Consignes ▸
• A. Répondez à ces questions sur le texte consacré aux combats de 1944 au Schiesseck et au Simserhof, en reprenant les marques (i), (ii) et (iii).
(i) À qui le rapport du général commandant le génie et les fortifications était-il adressé ?
(ii) De quelle ville le 15e corps d'armée de la 7e armée américaine est-il parti ?
(iii) Quelle division américaine a reçu la mission d'attaquer le Simserhof ?
• B. Rédigez la suite du texte consacré aux combats de 1944 au Schiesseck et au Simserhof, en partant de sa dernière phrase.

Texte fourni ▸
-=-=-

LES OUVRAGES DU SCHIESSECK ET DU SIMSERHOF DANS LES COMBATS DE 1944

Novembre 1944. L'offensive américaine bat son plein et les Allemands reculent pied à pied. Les troupes alliées arrivant en vue du Pays de Bitche, la défense allemande s'organise alors sur un terrain accidenté qui lui est relativement favorable, où sont implantés les gros ouvrages de la Ligne Maginot du Schiesseck et du Simserhof. 

Occupés par des combattants allemands, ces ouvrages seront l'objet de violentes attaques. Leur déroulement est relaté dans un rapport adressé au Haut commandement ouest de la Wehrmacht par le  général commandant le génie et les fortifications, ce qui nous permet non seulement de suivre le déroulement des opérations, mais de vivre, pour la seule fois dans l'histoire de la Ligne Maginot, des affrontements à l'intérieur même d'un ouvrage. C'est pour cela que le récit qui va suivre est du plus haut intérêt. 

Décembre 1944. Partant de Sarrebourg, le 15e corps d'armée de la 7e armée américaine progresse vers le nord-est et arrive dans le Pays de Bitche. Les Allemands reculent pendant qu'ils établissement leur ligne principale de résistance sur un axe Lemberg-Eschenberg-Petit Réderching.  

Du côté américain, on sait que l'ennemi s'est retranché dans les gros ouvrages de la Ligne Maginot de ce secteur et l'on craint une répétition de ce qui s'est passé à Metz, où les Allemands ont bloqué pendant plusieurs semaines l'avance des Américains à partir des ouvrages de l'ancienne ceinture fortifiée. L'état-major donne alors mission à la 44e division d'infanterie US d'attaquer le Simserhof, tandis que la réduction du Schiesseck sera dévolue à la 100e DIUS.

-=-=-

Extrait de données ▸
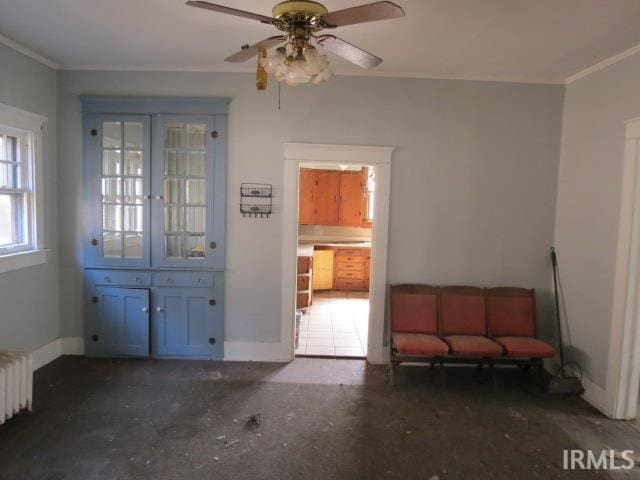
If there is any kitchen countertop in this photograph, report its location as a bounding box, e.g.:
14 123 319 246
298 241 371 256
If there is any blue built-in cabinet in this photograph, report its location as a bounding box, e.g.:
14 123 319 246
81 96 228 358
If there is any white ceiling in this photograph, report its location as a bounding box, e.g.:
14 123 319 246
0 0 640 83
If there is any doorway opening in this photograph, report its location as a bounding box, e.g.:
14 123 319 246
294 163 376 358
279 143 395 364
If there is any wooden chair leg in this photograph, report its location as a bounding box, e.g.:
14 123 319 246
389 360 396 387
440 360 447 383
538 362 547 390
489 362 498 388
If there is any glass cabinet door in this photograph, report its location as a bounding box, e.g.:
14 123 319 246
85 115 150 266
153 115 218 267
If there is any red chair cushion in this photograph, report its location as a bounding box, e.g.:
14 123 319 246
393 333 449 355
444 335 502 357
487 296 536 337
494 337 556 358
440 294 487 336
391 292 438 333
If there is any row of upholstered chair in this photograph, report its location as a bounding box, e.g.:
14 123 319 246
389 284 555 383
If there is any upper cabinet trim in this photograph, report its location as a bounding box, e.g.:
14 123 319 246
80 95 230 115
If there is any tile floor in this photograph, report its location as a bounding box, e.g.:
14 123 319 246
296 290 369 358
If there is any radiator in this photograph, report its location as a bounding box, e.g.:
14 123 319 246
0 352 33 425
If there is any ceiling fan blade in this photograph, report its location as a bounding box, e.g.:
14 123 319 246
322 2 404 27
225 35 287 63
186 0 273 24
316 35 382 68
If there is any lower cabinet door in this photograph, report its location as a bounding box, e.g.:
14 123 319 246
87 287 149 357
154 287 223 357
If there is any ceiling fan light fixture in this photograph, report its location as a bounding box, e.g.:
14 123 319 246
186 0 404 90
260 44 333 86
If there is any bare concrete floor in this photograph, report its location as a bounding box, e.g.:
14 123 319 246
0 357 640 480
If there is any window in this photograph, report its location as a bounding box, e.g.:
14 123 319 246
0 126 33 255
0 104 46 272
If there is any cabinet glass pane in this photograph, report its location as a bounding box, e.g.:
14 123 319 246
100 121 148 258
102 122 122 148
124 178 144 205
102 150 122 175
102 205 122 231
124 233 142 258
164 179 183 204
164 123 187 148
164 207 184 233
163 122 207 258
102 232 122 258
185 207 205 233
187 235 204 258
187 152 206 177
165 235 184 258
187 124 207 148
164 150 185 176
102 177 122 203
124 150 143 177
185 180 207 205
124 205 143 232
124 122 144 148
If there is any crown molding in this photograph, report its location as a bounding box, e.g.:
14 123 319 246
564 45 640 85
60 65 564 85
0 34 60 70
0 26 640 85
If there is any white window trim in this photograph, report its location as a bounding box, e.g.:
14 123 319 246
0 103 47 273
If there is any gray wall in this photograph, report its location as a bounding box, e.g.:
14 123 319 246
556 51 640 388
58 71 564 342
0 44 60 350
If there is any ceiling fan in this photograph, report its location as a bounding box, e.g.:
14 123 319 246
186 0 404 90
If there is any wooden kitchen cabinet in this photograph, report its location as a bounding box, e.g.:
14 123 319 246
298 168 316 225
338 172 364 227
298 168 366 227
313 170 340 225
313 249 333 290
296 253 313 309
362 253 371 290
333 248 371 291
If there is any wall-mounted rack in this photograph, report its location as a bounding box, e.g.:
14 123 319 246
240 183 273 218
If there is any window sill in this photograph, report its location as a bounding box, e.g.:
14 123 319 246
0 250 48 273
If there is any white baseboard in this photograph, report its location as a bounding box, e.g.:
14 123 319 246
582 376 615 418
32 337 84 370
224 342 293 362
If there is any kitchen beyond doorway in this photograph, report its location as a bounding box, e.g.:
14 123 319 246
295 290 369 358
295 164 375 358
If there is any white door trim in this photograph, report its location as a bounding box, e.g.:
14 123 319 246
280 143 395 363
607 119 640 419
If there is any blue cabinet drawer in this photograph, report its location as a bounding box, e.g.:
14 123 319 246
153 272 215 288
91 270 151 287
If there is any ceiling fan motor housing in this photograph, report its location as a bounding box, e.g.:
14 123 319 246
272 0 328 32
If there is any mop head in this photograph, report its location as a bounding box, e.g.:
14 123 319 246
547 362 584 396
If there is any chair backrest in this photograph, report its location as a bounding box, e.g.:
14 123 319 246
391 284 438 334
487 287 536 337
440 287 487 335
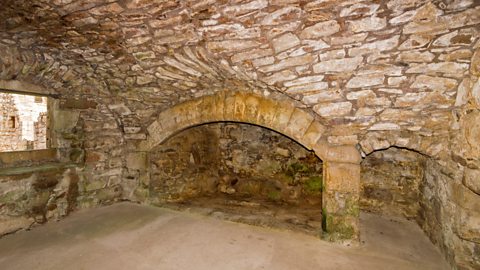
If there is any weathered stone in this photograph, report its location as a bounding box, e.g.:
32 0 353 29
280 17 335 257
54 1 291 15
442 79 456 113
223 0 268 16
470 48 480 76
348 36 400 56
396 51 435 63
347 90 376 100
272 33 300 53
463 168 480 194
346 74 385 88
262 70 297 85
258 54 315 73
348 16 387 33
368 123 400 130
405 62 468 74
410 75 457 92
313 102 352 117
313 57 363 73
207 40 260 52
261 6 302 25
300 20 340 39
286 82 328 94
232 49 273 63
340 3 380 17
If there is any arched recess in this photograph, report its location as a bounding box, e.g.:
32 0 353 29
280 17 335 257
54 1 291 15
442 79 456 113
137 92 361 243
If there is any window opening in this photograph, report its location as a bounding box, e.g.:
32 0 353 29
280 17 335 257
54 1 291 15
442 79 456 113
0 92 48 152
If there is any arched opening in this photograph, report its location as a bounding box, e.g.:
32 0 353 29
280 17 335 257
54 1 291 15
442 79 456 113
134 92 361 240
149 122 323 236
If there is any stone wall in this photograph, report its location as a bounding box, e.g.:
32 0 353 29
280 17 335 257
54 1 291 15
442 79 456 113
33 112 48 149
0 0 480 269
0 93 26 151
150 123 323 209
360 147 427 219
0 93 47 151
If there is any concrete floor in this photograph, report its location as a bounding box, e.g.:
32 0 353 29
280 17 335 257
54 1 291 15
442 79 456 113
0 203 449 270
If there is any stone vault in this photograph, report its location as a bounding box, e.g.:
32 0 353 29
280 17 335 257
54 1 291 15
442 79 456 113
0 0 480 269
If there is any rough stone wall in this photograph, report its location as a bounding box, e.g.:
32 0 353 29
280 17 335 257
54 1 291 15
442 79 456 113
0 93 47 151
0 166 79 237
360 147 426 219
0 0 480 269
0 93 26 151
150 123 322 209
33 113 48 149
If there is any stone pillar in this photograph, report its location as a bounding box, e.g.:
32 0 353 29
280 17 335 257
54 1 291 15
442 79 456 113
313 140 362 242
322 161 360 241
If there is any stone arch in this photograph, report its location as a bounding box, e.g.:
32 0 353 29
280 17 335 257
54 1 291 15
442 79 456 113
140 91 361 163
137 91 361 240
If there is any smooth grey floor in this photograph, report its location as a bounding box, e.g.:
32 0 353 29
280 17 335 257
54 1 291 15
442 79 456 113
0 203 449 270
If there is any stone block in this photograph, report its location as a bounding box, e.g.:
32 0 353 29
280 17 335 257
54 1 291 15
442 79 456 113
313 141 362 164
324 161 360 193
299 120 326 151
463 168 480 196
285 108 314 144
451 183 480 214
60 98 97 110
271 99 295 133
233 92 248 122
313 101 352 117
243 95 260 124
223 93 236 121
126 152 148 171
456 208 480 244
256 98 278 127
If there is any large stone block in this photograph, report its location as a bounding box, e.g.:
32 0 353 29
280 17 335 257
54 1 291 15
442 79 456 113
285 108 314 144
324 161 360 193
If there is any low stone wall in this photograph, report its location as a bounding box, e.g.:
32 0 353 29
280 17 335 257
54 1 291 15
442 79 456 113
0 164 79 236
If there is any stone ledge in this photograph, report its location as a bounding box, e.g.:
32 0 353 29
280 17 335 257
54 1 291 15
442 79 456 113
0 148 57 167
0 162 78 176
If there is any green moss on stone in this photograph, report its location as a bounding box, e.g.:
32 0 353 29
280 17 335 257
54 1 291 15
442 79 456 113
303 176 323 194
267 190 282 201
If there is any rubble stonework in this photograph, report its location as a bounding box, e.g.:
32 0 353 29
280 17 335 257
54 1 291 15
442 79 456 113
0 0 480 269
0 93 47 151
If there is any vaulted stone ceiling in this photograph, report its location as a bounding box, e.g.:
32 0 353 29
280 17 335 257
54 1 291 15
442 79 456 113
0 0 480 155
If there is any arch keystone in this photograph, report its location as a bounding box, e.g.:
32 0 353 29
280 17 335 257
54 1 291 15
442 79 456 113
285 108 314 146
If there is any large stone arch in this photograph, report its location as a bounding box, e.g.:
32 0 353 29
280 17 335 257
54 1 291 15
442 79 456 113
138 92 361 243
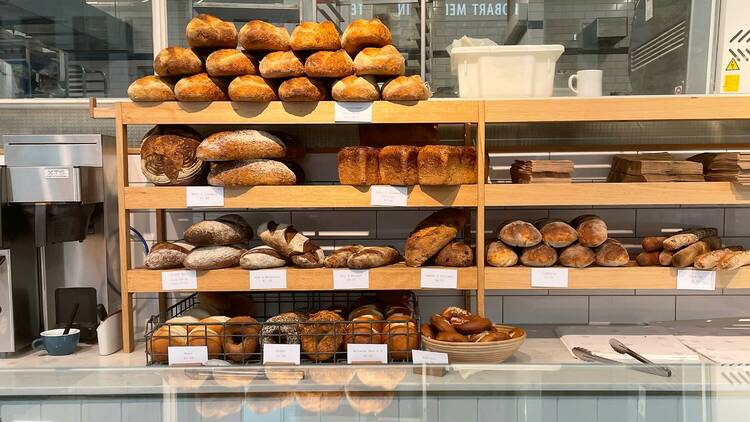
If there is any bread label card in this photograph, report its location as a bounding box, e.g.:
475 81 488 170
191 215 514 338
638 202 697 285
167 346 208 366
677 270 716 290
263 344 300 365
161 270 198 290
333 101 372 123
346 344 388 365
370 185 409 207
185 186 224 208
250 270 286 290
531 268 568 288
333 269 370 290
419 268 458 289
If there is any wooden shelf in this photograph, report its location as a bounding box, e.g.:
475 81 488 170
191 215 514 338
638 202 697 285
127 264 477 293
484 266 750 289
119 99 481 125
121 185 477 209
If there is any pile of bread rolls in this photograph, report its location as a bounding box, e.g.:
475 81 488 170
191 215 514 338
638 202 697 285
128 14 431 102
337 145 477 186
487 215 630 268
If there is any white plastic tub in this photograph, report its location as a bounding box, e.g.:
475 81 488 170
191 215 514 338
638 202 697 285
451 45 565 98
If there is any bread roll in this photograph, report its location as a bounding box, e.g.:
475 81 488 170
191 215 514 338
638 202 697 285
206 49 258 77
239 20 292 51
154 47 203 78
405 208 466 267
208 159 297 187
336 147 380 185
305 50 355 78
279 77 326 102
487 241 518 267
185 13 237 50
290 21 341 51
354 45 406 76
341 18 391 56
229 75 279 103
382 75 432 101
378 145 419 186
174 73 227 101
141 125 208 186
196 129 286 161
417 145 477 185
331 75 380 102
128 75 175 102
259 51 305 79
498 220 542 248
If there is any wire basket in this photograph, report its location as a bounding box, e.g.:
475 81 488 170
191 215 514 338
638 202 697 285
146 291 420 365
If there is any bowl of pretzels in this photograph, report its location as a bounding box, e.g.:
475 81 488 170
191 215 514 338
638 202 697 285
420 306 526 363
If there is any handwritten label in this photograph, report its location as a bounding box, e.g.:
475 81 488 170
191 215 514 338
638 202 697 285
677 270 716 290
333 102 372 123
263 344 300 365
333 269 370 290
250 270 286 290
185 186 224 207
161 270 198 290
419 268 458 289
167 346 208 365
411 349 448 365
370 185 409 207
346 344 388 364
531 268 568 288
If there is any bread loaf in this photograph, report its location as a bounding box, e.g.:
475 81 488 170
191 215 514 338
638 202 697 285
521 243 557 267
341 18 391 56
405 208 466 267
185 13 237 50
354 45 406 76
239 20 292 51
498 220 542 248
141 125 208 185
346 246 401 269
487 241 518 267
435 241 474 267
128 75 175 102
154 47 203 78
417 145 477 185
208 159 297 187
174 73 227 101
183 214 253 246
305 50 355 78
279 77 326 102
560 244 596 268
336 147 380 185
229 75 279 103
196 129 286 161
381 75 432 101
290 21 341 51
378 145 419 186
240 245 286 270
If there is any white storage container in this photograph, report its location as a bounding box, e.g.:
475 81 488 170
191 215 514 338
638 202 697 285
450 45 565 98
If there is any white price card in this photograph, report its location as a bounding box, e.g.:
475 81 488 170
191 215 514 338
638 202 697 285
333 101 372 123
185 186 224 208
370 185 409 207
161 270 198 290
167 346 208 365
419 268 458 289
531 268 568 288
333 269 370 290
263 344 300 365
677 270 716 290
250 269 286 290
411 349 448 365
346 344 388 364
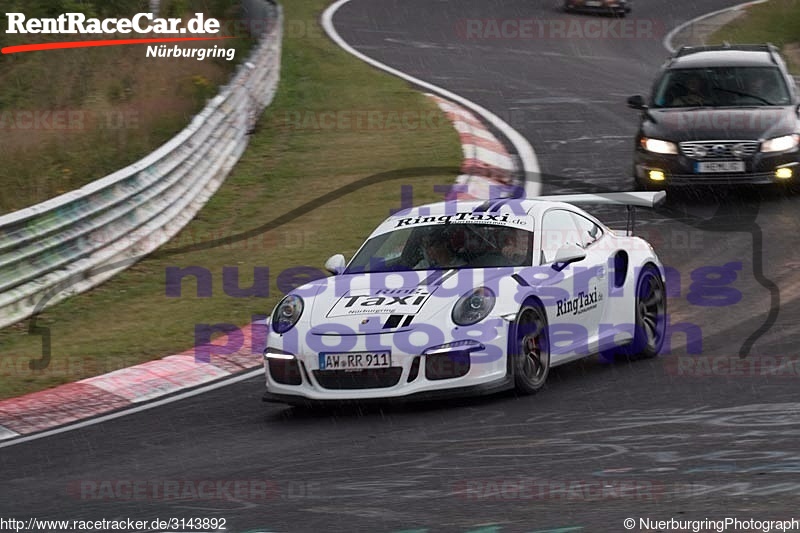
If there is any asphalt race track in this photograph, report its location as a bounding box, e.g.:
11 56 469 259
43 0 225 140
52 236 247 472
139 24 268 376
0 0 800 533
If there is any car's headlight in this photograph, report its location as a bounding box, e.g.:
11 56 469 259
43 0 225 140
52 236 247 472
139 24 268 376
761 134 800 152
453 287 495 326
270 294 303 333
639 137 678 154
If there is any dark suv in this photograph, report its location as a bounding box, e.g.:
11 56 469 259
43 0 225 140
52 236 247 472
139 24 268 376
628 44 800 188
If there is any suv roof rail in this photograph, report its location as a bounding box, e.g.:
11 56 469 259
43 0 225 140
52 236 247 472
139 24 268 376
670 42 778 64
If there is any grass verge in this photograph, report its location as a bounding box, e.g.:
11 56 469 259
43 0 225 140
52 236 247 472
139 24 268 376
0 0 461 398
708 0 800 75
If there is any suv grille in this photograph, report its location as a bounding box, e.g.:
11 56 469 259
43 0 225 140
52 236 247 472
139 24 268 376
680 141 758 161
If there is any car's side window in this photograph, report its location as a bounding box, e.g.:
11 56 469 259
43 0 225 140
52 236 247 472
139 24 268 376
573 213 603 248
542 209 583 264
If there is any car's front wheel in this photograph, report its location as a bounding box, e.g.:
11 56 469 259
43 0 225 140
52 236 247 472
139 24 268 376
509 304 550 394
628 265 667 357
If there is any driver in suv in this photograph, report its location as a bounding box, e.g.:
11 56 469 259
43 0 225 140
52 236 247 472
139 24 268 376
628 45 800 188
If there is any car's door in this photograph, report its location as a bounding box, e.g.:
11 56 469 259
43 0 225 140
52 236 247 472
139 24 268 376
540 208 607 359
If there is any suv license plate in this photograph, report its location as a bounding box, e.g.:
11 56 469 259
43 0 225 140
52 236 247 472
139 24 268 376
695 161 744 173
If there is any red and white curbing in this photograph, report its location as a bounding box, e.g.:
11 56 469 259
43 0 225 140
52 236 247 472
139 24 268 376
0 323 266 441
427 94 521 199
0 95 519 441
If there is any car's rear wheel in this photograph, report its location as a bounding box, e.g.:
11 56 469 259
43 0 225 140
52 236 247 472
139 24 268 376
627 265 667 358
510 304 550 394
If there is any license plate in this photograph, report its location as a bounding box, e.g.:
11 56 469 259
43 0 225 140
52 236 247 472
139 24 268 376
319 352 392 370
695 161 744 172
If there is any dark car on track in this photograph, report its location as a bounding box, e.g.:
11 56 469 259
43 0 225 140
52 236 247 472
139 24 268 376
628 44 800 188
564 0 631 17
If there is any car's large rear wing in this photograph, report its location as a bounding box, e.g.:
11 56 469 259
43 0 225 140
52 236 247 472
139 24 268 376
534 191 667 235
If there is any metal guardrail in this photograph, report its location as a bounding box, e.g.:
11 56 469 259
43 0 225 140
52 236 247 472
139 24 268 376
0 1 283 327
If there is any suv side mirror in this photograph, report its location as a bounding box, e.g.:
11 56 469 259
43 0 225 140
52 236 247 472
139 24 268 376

-=-=-

Réponses ▸
• A.
(i) Au Haut commandement ouest de la Wehrmacht.
(ii) De Sarrebourg.
(iii) La 44e division d'infanterie US.

• B.
UNE SERIEUSE PREPARATION 

Malgré l'avance rapide des troupes américaines, la mise en défense du secteur de Bitche n'a rien d'une improvisation puisque le corps du génie de fortification de la Wehrmacht fait remettre en état de tirer, à partir de fin novembre, l'armement des quatre ouvrages du secteur qui sont  : le Simserhof, le Schiesseck, l'Otterbiel, le Grand Hohekirkel.

En fait, dès 1941, le génie allemand a élaboré un plan de "retournement" de ces ouvrages, pour les intégrer dans la Ligne Siegfried. 

De cet armement d'origine française seront alors disponibles : 

Au SIMSERHOF :

3 canons de 75 mm sous créneau, pointant vers l'Est

3 canons de 75 mm pointant vers l'Ouest

1 obusier de créneau de 135 mm

1 jumelage de canons de 75 mm sous tourelle éclipsable

1 jumelage d'obusiers de 135 mm  sous tourelle éclipsable 

Au SCHIESSECK :

1 jumelage de canons de 75 mm sous tourelle éclipsable

1 jumelage d'obusiers de 135 mm sous tourelle éclipsable 

Au GRAND HOHEKIRKEL :

1 tourelle pour deux canons de 75 mm 

D’autre part, sont encore disponibles 16 fusils-mitrailleurs alimentés de 200 coups chacun, qui seront répartis entre les quatre ouvrages. Les munitions d'artillerie ont été estimées à 12000 obus de 75 mm et 3000 obus de 135 mm, répartis entre les trois ouvrages d'artillerie. 

Les canons antichar de 47 mm de défense des entrées seront remis en état de tirer, mais ne purent entrer en action, les munitions qui avaient été livrées ne correspondant pas. 

Le carburant, soit 16000 litres, sera également distribué aux ouvrages proportionnellement aux puissances des groupes électrogènes, pour assurer une autonomie de fonctionnement de 160 heures. Ultérieurement, un réapprovisionnement de 14000 litres sera effectué par la 25e Panzer-Grenadier-Division. D'ailleurs, les ouvrages n'étaient plus alimentés en courant par le réseau extérieur du fait des combats et de la prise de Sarrebourg par les Américains 

Les réserves en eau sont largement suffisantes et 5000 bougies assureront, le cas échéant, un éclairage de secours.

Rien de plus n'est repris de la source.